# WHAT NEEDS TO BE DONE
Gather from the material every line that contains the string "church".

# DATASET CONTENT
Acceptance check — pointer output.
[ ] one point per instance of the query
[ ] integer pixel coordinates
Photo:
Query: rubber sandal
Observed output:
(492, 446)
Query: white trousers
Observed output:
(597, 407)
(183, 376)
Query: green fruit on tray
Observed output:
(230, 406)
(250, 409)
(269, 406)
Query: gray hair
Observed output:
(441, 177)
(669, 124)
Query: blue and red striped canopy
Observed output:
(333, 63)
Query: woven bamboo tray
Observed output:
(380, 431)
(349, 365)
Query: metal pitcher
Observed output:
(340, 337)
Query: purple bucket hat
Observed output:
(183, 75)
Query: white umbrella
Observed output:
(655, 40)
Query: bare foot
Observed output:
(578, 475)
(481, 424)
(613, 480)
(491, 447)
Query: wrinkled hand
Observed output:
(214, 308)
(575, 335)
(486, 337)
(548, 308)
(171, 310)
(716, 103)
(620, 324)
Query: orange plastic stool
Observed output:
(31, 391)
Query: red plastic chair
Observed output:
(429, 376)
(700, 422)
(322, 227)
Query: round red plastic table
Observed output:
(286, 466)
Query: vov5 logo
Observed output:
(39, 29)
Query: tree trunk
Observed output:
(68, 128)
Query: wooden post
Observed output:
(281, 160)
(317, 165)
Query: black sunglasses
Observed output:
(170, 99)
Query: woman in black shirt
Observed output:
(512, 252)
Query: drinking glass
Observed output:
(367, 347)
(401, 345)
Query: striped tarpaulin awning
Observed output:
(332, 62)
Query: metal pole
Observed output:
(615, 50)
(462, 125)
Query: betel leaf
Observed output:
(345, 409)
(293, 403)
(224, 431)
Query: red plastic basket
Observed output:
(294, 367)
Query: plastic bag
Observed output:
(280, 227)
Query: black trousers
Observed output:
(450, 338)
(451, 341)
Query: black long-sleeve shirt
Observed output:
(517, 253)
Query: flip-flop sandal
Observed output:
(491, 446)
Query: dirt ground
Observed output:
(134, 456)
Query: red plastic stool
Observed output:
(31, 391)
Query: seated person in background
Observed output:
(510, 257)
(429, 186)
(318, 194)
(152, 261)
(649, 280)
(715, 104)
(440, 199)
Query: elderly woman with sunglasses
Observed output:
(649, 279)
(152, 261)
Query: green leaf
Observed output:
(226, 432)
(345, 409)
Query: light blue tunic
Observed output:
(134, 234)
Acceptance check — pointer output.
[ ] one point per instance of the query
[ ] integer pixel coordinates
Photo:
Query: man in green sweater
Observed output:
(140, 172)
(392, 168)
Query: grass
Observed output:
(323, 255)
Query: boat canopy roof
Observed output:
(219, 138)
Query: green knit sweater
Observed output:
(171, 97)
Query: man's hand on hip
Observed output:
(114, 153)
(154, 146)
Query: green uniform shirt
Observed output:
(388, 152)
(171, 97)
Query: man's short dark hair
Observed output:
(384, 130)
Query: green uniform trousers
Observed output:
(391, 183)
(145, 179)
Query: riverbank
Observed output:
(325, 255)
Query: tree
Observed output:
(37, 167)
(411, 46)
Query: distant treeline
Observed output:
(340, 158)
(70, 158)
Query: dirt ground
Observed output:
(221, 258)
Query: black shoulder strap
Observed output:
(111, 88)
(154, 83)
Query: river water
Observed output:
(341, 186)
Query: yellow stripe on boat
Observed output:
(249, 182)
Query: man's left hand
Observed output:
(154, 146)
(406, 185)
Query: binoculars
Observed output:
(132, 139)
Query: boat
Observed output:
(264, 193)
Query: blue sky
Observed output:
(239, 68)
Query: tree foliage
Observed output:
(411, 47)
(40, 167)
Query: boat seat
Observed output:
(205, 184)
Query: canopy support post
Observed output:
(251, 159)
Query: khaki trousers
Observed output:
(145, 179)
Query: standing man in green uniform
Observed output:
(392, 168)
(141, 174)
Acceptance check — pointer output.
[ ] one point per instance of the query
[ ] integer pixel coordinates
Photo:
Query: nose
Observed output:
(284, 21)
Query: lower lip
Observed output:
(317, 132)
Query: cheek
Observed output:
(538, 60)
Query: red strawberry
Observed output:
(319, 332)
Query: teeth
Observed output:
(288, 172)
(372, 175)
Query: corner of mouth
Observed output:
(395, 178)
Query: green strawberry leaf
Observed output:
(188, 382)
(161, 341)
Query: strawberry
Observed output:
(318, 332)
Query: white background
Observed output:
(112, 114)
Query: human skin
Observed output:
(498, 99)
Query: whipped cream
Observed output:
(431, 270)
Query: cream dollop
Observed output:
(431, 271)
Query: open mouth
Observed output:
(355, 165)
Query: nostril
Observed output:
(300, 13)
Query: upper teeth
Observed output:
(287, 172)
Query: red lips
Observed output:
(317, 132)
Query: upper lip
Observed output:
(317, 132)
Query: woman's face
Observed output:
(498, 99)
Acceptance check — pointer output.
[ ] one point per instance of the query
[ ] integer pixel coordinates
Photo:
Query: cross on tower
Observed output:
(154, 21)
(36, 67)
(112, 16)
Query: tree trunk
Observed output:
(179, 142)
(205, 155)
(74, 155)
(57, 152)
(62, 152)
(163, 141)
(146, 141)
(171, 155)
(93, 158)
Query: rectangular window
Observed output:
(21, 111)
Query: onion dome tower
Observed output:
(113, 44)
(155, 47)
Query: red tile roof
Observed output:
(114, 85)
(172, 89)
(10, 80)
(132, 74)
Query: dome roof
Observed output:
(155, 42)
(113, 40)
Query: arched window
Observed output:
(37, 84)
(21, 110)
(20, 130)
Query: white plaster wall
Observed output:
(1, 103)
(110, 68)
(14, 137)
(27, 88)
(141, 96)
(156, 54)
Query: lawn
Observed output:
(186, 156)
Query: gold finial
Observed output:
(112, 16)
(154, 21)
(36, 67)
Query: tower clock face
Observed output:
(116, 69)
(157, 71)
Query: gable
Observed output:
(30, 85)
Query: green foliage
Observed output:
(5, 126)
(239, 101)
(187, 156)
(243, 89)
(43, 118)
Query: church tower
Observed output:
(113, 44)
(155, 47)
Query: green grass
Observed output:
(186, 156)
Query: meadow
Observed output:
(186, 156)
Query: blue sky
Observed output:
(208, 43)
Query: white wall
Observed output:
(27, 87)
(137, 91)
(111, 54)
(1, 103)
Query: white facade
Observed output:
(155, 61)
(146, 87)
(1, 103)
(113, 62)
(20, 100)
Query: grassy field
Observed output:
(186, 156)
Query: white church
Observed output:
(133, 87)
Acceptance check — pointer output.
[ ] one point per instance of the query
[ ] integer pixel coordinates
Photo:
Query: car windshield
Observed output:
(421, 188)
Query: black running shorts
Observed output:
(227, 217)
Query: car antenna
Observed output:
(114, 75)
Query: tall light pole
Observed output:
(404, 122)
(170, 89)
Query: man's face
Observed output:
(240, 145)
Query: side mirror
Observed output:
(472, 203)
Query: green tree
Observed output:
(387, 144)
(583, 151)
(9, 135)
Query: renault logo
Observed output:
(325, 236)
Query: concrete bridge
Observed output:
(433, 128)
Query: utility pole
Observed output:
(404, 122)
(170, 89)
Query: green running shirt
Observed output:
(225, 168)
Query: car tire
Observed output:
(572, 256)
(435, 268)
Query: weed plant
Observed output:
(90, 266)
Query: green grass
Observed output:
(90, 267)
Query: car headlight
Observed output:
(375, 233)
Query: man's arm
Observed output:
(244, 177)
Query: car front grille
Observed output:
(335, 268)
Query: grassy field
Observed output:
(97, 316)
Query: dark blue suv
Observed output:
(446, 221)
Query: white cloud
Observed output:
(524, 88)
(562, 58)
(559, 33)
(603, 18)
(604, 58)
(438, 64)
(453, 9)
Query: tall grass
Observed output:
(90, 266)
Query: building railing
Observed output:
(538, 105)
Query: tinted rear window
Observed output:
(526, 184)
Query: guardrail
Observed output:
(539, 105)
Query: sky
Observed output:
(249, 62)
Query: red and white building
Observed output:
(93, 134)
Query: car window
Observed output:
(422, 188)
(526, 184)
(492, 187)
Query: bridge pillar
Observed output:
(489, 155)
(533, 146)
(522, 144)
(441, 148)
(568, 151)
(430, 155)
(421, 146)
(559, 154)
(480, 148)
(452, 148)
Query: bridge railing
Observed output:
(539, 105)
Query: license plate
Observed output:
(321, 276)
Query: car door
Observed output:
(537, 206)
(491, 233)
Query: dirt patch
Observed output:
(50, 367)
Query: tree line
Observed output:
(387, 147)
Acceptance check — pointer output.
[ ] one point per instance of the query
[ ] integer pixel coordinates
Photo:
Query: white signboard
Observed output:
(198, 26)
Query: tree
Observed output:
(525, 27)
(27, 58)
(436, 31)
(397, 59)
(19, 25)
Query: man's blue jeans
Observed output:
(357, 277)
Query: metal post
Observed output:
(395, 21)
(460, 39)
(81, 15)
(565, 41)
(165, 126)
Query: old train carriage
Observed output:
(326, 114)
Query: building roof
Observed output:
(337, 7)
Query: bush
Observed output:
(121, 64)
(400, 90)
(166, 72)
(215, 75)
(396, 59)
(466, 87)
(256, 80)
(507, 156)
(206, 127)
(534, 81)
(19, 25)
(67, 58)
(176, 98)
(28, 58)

# OUTPUT FOR THIS EXERCISE
Query: church tower
Query: white church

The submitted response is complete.